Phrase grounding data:

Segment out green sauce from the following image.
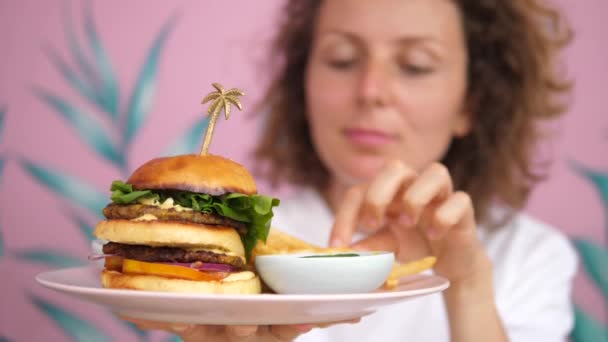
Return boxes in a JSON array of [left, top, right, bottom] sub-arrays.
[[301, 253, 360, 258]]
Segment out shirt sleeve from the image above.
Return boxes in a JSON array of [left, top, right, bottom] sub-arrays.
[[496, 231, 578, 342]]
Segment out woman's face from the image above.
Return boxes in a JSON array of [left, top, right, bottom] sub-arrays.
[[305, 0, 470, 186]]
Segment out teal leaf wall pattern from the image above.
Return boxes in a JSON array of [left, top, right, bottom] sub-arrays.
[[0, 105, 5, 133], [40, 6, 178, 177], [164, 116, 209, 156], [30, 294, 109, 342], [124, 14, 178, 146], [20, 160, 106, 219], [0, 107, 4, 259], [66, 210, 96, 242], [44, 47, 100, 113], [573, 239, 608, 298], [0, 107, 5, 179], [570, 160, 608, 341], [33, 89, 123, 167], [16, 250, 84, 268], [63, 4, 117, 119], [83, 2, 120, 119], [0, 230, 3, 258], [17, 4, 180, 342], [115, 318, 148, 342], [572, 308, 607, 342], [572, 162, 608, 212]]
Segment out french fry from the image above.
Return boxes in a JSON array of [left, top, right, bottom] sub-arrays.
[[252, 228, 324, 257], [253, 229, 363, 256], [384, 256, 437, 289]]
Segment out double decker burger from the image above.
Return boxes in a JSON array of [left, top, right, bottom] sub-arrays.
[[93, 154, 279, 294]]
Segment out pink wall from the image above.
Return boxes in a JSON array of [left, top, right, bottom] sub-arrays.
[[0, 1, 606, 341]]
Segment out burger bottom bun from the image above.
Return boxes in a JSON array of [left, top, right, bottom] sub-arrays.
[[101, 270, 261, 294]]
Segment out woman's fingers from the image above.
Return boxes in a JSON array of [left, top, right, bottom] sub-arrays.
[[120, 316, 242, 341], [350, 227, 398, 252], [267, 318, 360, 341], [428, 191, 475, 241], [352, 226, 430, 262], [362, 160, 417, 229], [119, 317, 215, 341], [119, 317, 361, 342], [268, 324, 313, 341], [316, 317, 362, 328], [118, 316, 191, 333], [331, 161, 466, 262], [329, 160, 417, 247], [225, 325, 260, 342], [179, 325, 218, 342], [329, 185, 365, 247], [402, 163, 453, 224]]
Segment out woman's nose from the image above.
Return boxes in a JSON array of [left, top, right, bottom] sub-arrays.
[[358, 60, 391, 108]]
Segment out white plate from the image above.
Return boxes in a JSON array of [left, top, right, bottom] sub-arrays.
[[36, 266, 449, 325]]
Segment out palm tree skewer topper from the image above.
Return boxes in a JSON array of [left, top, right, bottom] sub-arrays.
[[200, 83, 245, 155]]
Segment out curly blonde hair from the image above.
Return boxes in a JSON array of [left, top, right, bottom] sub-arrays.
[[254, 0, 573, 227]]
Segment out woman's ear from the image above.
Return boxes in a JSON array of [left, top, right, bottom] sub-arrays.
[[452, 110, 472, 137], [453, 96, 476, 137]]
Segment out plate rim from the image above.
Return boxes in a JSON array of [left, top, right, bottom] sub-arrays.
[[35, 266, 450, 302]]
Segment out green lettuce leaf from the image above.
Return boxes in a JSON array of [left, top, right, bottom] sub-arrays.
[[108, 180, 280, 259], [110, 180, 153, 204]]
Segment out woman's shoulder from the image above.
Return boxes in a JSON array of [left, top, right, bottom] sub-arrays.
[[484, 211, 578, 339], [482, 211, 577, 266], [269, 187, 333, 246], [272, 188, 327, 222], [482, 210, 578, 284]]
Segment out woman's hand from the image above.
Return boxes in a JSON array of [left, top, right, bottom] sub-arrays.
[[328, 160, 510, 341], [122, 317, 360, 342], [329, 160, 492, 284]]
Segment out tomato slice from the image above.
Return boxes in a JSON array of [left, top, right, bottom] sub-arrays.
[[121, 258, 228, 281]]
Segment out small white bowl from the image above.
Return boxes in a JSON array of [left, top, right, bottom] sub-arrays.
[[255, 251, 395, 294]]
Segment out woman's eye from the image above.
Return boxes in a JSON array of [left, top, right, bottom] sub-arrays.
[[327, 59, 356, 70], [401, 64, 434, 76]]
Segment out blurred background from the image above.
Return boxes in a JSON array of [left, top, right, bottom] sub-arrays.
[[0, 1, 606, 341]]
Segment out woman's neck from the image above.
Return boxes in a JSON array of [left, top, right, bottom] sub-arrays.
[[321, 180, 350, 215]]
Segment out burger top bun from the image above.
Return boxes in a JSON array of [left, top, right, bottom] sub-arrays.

Problem statement. All entries need to be duplicated exactly, apart from the images.

Result below.
Segment out green sauce from the following image.
Return boxes in a JSON array of [left, top, right, bottom] sub-arrays.
[[301, 253, 360, 258]]
Segment out shirt sleeve from the image above.
Return boxes in a JSON array of [left, top, right, bottom] sub-arrays.
[[496, 231, 578, 342]]
Segment out woman's face from the image above.
Return boxes in a JSON array of [left, top, right, bottom] sub-arrays.
[[305, 0, 470, 186]]
Segment out teal leaf wall pattern from the image above.
Return boxes in a JSON array of [left, top, right, bottom] sub-arrays.
[[0, 105, 5, 133], [40, 6, 178, 177], [164, 116, 209, 156], [30, 294, 109, 342], [124, 14, 178, 146], [20, 160, 106, 219], [0, 107, 4, 259], [66, 210, 96, 242], [44, 47, 100, 113], [573, 239, 608, 298], [0, 107, 5, 179], [570, 160, 608, 341], [33, 89, 123, 167], [16, 250, 84, 268], [63, 4, 117, 119], [83, 2, 120, 119], [0, 230, 3, 258], [17, 4, 180, 342], [115, 318, 148, 342], [572, 308, 607, 342], [572, 162, 608, 212]]
Segment out french fry from the image above.
Return boxes in a JSON array of [left, top, right, bottom] sub-arrays.
[[252, 228, 324, 257], [253, 229, 363, 256], [384, 256, 437, 289]]
Segment out double decker burger from the image above.
Return boxes in a JSON array of [left, top, right, bottom] sub-arrays.
[[93, 154, 279, 294]]
Segment out pink wall from the image above.
Return boxes in a JSON array of [left, top, right, bottom] sub-arrays.
[[0, 1, 606, 341]]
Segment out burger bottom bun from the image above.
Return boxes in a JSON array of [left, top, right, bottom] sub-arrays.
[[101, 270, 261, 294]]
Segment out woman's fingers from the image above.
Return boxes in a JSON array of [left, top, right, bottom] sub-arrays.
[[120, 316, 242, 341], [350, 227, 398, 252], [267, 318, 360, 341], [428, 191, 475, 241], [352, 226, 430, 262], [362, 160, 417, 229], [119, 317, 215, 341], [119, 317, 361, 342], [268, 324, 313, 341], [316, 317, 362, 328], [118, 316, 191, 333], [331, 161, 466, 262], [329, 160, 417, 247], [225, 325, 260, 342], [179, 325, 218, 342], [329, 185, 365, 247], [402, 163, 453, 224]]
Segment out woman's nose from the image above.
Return boxes in a JSON array of [left, top, right, bottom] sub-arrays.
[[358, 60, 391, 108]]
Segment out white plate from the image above.
Return boxes in a JSON array of [left, top, right, bottom] sub-arrays.
[[36, 266, 449, 325]]
Segment out palm tree skewer topper from the image above.
Return boxes in a JSON array of [left, top, right, bottom] sub-arrays.
[[200, 83, 245, 155]]
Segment out curly blonde hair from the image above.
Return boxes in a JSON array of [left, top, right, bottom] sub-arrays.
[[254, 0, 573, 227]]
Segment out woman's ear from the image above.
Return boxes in a JSON array of [left, top, right, bottom] sub-arrays.
[[452, 110, 472, 137], [453, 96, 476, 137]]
Segment out plate rim from the image above.
Return boxes in a JSON array of [left, top, right, bottom] sub-arrays.
[[35, 266, 450, 302]]
Segment out green lettuce leaf from the image above.
Return boxes in a JSON array of [left, top, right, bottom] sub-arrays.
[[108, 180, 280, 259], [110, 180, 153, 204]]
Segment out woman's shoulder from the image above.
Return boxes in a JSON array of [left, top, right, bottom] sub-arrays.
[[484, 211, 578, 339], [482, 211, 577, 266], [269, 187, 333, 246], [272, 188, 327, 222], [482, 210, 578, 284]]
Segment out woman's hand from the image above.
Return boxes in a JSON array of [left, top, right, bottom] sub-arrays.
[[328, 160, 510, 341], [122, 317, 360, 342], [329, 160, 492, 284]]
Segment out tomato slice from the image above.
Return boxes in a JSON array of [left, top, right, bottom] sub-arrays.
[[121, 258, 228, 281]]
Segment out small white bowl from the image above.
Return boxes in a JSON array of [left, top, right, bottom] sub-arrays.
[[255, 251, 395, 294]]
Segment out woman's eye from the image above.
Return boxes in a JSON array of [left, top, right, bottom] sub-arrays.
[[327, 59, 356, 70], [401, 64, 434, 76]]
Segment out blurred background from the image above.
Return boxes in a JSON array of [left, top, right, bottom] sub-arrays.
[[0, 1, 606, 341]]
Segment out woman's neck from the image above.
Return boxes in a JSON array of [left, top, right, bottom] sub-arrays.
[[321, 180, 350, 215]]
Segment out burger top bun from the image above.
Return boxes in a JSON array of [left, top, right, bottom] sub-arrays.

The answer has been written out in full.